Excerpt provided —
--------------------
I should like to preempt this space to promote a pet project.
As everyone knows, I'm the last soul to balk at anything that advances the gory, the ghastly, the ghoulish or the gruesome. Whenever called on to endow a new horror magazine or endorse a hideous new product, I've virtually bled myself white with generosity. As high as my fortunes have risen, I've never hesitated to offer a word or two of encouragement to some humble hatchet murderer or stomp killer along the way.
This being the case, it will come as a surprise to my disciples to learn that I favor the abolition of Halloween. But surprise or not, I have powerful lobbies in key places urging that it be stricken from the calendar and another occasion substituted. For no right-thinking adult can help but agree that it has become a crashing bore. Only Father's Day surpasses it for sheer tedium and hypocrisy.
Although Halloween's origins are obscured in the murk of prehistory, it is generally agreed that it has its roots in Roman and Druid harvest festivals. The reaping of summer's bounty signaled the onset of winter, which, as anyone with a poetic turn of mind can tell you, is another way of saying the death of nature.
The Forces of Darkness thus got the upper hand officially on Halloween and celebrated their triumph by running amuck over the countryside. Gremlins and goblins, kites and harpies, witches and poltergeists, warlocks, hammerlocks and bellylocks spread terror and dismay among the bumpkins, which were known among the Romans as rumpkins and among the Druids as drumpkins. These high-jinks picked up virulence around Saturnalia time, continued through the Ides of March, and didn't abate until the official days of the rebirth of nature—Mother's Day. Then the evil spirits went underground and thought up new bits for next autumn.
--------------------
Task set —
A) In the essay on Halloween, which occasion is said to surpass Halloween for sheer tedium and hypocrisy?
B) Print the part of the essay on Halloween that opens with the words containing "The Forces of" and closes with "for next autumn.".

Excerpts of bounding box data
--------------------
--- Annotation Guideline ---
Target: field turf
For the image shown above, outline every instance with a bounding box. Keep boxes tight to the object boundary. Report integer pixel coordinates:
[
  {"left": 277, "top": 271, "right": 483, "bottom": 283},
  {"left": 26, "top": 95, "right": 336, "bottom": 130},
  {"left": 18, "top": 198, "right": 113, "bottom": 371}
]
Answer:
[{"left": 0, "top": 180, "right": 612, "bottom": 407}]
--------------------
Problem solutions —
A) Father's Day

B)
The Forces of Darkness thus got the upper hand officially on Halloween and celebrated their triumph by running amuck over the countryside. Gremlins and goblins, kites and harpies, witches and poltergeists, warlocks, hammerlocks and bellylocks spread terror and dismay among the bumpkins, which were known among the Romans as rumpkins and among the Druids as drumpkins. These high-jinks picked up virulence around Saturnalia time, continued through the Ides of March, and didn't abate until the official days of the rebirth of nature—Mother's Day. Then the evil spirits went underground and thought up new bits for next autumn.